• EXTRAIT SOURCE:
★ ★ ★
Il est donc possible d’aller à un endroit dans la limite de sa portée de déplacement et attaquer (ou l’inverse), utiliser de la magie (qui sont les mêmes pour tous), changer d’arme (ce qui coûtera un tour d’action). Un certain nombre d’armes possède d’ailleurs un type (eau, feu, ténèbres…) différent et toucher un ennemi avec un objet du même genre que lui ne fera que lui redonner des points de vie. La magie coûte un tour à se charger avant d’être lancée au suivant, et un protagoniste qui passe son tour pourra agir plus vite au suivant. Il est possible d’atteindre une cible positionnée diagonalement à soi.
A l’issue d’un combat, dans lequel il faut bien entendu tuer tous les monstres qui attaquent le joueur lors de rencontres aléatoires, on gagne des points d’expérience et à terme, un niveau. Chacun de ces niveaux permet au joueur de faire chaque membre de l’équipe à son goût en lui octroyant un ou plusieurs points à des compétences différentes. Force physique, résistance, esquive, chance et plus encore, on peut donc totalement préférer spécialiser l’un des protagonistes sur la magie à distance ou le faire plutôt devenir le bourrin de service comme on le souhaite.
Comme dit plus tôt, le jeu propose de changer d’arme en cours de bataille à chaque tour si besoin. On aura plusieurs types à notre disposition, comme des armes à feu, épées, lances, ou plus simplement barres en fer ou couteaux. Ceux-ci se brisent au bout d’un certain nombre d’assauts portés avec mais si jamais l’on tombe à court de moyens offensifs, les personnages pourront frapper à coups de poings – certes moins efficaces que n’importe quelle arme, mais c’est toujours mieux que de ne rien pouvoir faire…
D’autant plus qu’il n’y a pas de boutiques. Pas de PNJ, ou uniquement s’ils sont là pour l’histoire ; tout, y compris les objets de soin, s’obtient en récompense à la fin d’une bataille ou en fouillant les décors. Car oui, Koudelka est bel et bien une sorte de Survival Horror dans l’âme. Par son ambiance, d’une part, et aussi par ses mécaniques hors combat. L’exploration se fait via des caméras à angles prédéfinis qui suivent le joueur, et il vaut mieux fouiller absolument tous les moindres recoins trouver de quoi se ravitailler. Les points de sauvegarde ne sont disponibles que ça et là, comme dans tout bon SH et RPG de cette époque.
★ ★ ★
• PROBLÈME COURT A:
Traduisez en anglais cette phrase de l'extrait sur Koudelka : « Il est possible d’atteindre une cible positionnée diagonalement à soi. »
• PROBLÈME COURT B:
Poursuivez l'extrait sur le jeu Koudelka à partir de sa dernière phrase.
Les lignes placées plus loin n'ont aucun rôle ici.

• ENTRÉES FOURNIES:
★ ★ ★
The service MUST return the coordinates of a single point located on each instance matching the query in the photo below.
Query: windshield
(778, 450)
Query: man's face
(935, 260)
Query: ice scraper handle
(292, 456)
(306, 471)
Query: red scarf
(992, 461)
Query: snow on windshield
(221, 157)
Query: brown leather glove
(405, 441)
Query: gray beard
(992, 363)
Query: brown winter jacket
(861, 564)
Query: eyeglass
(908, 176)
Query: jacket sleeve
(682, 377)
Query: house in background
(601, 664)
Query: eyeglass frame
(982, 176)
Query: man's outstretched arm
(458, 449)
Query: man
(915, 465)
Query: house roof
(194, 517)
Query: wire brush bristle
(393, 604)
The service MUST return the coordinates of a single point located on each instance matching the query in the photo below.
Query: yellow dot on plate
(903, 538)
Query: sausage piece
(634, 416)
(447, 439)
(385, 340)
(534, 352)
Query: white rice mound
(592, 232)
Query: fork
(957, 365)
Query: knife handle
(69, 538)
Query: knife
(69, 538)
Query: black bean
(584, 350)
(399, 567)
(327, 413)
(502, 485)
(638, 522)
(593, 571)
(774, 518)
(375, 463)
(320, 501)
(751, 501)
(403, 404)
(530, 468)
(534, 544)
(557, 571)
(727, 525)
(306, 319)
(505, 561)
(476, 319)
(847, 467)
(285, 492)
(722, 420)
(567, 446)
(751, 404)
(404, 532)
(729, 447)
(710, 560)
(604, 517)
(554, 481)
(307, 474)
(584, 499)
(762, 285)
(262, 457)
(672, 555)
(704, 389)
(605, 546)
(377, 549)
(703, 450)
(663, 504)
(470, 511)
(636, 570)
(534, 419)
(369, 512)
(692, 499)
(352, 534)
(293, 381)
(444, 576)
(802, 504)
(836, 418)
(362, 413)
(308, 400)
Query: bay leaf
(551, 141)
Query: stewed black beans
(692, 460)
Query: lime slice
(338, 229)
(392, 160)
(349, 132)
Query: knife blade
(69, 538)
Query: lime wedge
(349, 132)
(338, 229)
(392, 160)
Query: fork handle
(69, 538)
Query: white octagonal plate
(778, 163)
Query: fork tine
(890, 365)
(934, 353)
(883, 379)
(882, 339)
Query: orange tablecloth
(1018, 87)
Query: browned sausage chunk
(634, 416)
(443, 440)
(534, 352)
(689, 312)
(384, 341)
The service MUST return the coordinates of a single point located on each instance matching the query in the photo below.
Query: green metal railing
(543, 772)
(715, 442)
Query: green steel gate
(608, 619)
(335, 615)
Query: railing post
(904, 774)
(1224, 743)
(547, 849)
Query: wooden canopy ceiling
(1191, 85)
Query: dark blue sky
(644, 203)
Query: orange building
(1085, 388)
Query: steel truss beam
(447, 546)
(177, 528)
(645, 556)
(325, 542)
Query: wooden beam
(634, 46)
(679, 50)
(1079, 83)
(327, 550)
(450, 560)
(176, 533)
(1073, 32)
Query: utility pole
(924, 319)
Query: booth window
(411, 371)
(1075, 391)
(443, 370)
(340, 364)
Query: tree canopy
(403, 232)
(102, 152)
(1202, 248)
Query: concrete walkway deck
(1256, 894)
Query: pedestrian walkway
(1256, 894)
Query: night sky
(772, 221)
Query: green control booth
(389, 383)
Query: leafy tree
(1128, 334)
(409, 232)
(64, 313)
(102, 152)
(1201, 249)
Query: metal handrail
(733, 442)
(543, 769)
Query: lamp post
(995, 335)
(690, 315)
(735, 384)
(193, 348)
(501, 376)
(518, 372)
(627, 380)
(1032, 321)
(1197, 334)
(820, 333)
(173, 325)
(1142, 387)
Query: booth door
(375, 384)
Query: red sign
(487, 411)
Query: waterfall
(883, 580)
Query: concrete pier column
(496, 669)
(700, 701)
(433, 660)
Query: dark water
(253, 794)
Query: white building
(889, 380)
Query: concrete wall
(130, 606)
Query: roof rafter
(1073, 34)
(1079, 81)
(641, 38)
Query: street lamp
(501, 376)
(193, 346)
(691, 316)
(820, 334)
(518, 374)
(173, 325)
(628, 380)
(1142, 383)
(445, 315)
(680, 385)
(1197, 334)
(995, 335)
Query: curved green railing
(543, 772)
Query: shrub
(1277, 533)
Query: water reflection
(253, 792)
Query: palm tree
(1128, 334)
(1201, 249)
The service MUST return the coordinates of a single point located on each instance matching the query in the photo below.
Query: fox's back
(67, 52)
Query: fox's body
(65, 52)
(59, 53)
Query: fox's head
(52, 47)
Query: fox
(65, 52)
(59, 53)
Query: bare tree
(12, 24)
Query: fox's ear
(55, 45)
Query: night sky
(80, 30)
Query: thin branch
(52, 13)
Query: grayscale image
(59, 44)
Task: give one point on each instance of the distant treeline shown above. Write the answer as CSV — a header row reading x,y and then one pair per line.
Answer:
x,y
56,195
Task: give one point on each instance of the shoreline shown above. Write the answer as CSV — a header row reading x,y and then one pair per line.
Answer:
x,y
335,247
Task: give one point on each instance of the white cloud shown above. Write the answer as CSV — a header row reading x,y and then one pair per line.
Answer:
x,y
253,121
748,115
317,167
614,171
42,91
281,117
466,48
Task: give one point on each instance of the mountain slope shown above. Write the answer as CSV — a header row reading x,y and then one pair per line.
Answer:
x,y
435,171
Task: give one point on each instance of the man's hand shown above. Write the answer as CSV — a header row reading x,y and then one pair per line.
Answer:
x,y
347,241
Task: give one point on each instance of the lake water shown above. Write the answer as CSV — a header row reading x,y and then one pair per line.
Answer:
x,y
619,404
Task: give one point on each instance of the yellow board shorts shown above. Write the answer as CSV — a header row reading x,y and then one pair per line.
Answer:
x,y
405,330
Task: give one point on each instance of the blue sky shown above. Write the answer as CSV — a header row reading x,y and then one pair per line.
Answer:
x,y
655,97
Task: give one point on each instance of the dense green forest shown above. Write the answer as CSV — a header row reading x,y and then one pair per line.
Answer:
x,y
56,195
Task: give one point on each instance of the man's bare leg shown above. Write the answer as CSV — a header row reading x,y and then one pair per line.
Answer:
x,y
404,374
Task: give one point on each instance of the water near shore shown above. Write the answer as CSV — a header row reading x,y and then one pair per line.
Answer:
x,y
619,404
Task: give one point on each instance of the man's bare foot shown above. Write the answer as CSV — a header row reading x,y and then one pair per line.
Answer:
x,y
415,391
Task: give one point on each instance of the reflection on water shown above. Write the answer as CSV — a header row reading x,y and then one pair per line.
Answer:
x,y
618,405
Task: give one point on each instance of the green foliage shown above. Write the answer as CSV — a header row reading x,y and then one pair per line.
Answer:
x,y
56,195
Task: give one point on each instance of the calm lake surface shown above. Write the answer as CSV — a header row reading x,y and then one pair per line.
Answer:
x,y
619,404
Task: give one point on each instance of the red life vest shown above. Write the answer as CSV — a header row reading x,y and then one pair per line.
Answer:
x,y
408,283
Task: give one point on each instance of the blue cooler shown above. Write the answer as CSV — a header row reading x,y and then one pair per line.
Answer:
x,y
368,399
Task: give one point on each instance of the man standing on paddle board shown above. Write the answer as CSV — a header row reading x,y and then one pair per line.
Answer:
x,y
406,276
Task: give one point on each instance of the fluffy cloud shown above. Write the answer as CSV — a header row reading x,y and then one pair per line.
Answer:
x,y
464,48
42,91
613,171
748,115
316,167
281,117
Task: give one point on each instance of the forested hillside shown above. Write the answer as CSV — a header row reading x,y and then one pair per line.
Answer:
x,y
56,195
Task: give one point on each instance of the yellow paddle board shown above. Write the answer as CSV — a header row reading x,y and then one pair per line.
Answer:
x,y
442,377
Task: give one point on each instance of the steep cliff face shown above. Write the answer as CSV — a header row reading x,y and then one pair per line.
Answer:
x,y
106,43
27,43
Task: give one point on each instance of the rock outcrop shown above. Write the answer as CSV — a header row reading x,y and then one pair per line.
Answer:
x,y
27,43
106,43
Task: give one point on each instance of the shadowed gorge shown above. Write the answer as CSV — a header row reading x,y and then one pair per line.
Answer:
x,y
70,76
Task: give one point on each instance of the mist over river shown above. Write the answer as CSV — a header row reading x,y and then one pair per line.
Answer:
★ ★ ★
• RÉSULTAT OBTENU A:
It is possible to reach a target positioned diagonally from oneself.

• RÉSULTAT OBTENU B:
… et de l’horreur ambiante…
Vous avez pu le lire plus haut, Koudelka est un jeu qui a bénéficié d’un soin particulier, dans sa création, dans son coté sonore. On ne peut malheureusement pas en dire autant de l’intégralité de ses graphismes.
En effet, si le soft est tout à fait regardable, il souffre tout de même d’un retard technique assez lourd. Les décors sont corrects, et ils retranscrivent très bien un jeu à l’ambiance sombre et dans lequel on ne peut qu’être méfiant. Mais on se rend compte bien assez vite qu’il manque cruellement de résolution. Les cinématiques sont correctes, sans être formidables, les modèles 3D des personnages peinent à convaincre tant ils manquent de détails, tant on sent parfois la limite des articulations des membres d’un protagoniste, tant… ils auraient pu être nettement plus lisses, moins baveux qu’ils ne le sont. Nous sommes aux portes des années Z000, des jeux tels que Final Fantasy VIII et Resident Evil 3 Nemesis sont déjà sortis. Sacnoth n’est ni SquareSoft, ni Capcom ? En effet, mais…
Le soft de KIKUTA bénéficie d’effets de couleur et de lumières flatteurs pour les yeux lorsqu’il s’agit de magies. Cela jure avec l’aspect sobre, voire un peu sale du jeu, et prouve qu’il est sans doute possible de faire mieux. De plus, les animations des personnages et ennemis sont d’une grande fluidité et réalisme, aussi bien lors des combats, des cinématiques en images de synthèse que dans celles générées en temps réel pour le jeu lui-même, donnant aux protagonistes des réactions et mouvements crédibles en fonction de ce qu’ils disent.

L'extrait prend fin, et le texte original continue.